Please print the full listing exactly.
** START PROVIDED RECORDS **
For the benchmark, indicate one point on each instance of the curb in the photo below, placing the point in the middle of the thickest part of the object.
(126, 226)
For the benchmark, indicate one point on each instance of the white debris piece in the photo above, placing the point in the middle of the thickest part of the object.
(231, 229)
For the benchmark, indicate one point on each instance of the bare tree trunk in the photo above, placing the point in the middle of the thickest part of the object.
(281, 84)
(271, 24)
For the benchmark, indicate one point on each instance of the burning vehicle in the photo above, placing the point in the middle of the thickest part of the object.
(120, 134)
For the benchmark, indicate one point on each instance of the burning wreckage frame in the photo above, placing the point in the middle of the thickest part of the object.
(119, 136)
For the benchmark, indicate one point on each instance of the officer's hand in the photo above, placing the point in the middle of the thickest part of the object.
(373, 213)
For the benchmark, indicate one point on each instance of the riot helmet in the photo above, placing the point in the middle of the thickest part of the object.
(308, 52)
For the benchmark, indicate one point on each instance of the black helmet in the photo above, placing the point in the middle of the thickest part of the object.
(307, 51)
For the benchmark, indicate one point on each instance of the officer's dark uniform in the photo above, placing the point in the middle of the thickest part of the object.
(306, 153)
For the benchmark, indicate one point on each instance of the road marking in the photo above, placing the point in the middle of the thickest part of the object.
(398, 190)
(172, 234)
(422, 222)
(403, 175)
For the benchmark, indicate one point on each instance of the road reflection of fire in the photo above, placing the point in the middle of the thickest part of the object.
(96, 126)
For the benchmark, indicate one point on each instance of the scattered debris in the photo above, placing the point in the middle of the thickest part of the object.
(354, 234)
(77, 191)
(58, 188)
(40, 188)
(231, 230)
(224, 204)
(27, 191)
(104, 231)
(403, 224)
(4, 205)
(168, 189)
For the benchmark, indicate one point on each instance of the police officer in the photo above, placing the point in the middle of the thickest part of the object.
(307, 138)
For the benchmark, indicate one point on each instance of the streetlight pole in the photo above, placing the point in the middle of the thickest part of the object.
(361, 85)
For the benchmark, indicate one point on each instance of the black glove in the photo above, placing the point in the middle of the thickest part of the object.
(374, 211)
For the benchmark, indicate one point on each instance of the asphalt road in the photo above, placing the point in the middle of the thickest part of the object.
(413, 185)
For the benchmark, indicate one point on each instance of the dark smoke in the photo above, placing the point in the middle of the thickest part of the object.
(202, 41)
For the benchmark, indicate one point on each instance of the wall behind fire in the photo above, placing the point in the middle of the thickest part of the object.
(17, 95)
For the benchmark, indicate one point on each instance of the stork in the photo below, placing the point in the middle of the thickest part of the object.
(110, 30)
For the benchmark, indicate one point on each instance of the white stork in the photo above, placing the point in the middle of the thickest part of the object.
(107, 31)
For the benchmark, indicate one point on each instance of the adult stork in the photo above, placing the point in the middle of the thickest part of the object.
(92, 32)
** END PROVIDED RECORDS **
RESULT ->
For the benchmark, indicate one point on each instance of the curb in the photo below, placing the point in the middle of the thickest part of the object.
(126, 226)
For the benchmark, indicate one point on each instance of the white debris piece in the photo above, placing the point in the middle of the thickest part of the object.
(231, 229)
For the benchmark, indicate one point on each instance of the bare tree trunk in the photo above, placing the point in the middle of the thickest part of the object.
(281, 84)
(271, 24)
For the benchmark, indicate one point on each instance of the burning vehicle in the photo above, placing the point in the middle of the thickest part of the object.
(120, 134)
For the benchmark, indicate one point on each instance of the burning wreckage frame in the photo above, placing the point in the middle of the thickest part of the object.
(119, 136)
For the benchmark, indicate one point on each instance of the officer's hand in the photo above, placing the point in the middle of the thickest part of the object.
(373, 213)
For the benchmark, indicate one point on each instance of the riot helmet in the photo above, placing the point in the middle of the thickest part of the object.
(308, 52)
For the benchmark, indicate one point on each instance of the black helmet in the photo above, placing the point in the middle of the thickest part of the object.
(307, 51)
For the benchmark, indicate one point on each instance of the officer's dark uniform in the photo above, placing the point in the middle of the thickest part of the object.
(306, 153)
For the benchmark, indicate one point on each instance of the road marking in the photo above, placing the point in the middle of the thickest part of the object.
(398, 190)
(172, 234)
(422, 222)
(403, 175)
For the benchmark, indicate one point on each instance of the road reflection of fire in the photo above, placing the point in the middle of the thickest part of the object.
(96, 126)
For the benchmark, indicate one point on each instance of the scattered debris in the photo above, placing the point in the middle of the thickest part of the object.
(354, 234)
(77, 191)
(58, 188)
(40, 188)
(231, 230)
(224, 204)
(27, 191)
(104, 231)
(403, 224)
(4, 205)
(168, 189)
For the benchmark, indicate one point on each instance of the police officer in the photo above, placing the point in the middle of the thickest part of the object.
(307, 138)
For the benchmark, indicate one point on each instance of the streetlight pole in the photo above, placing the point in the middle of the thickest part of the object.
(361, 85)
For the benchmark, indicate one point on each instance of the black glove in the photo above, placing the point in the middle of the thickest part of the object.
(374, 211)
For the benchmark, indicate one point on each instance of the asphalt road in the photo above, placing the point in the middle of the thickest part of the object.
(413, 185)
For the benchmark, indicate one point on each instance of the dark smoke in the photo above, placing the point in the middle of the thickest part of the object.
(202, 41)
For the benchmark, indicate one point on each instance of the wall behind fire in the photo above, placing the point in the middle of the thickest part of the object.
(17, 95)
For the benchmark, indicate one point on each instance of the stork in the photo below, placing the point in the middle of the thickest part of the object.
(110, 30)
For the benchmark, indicate one point on each instance of the white stork in the photo above, placing the point in the middle of the thickest part of the object.
(107, 31)
For the benchmark, indicate one point on each instance of the adult stork in the photo above, placing the point in the middle of the thickest part of the object.
(92, 32)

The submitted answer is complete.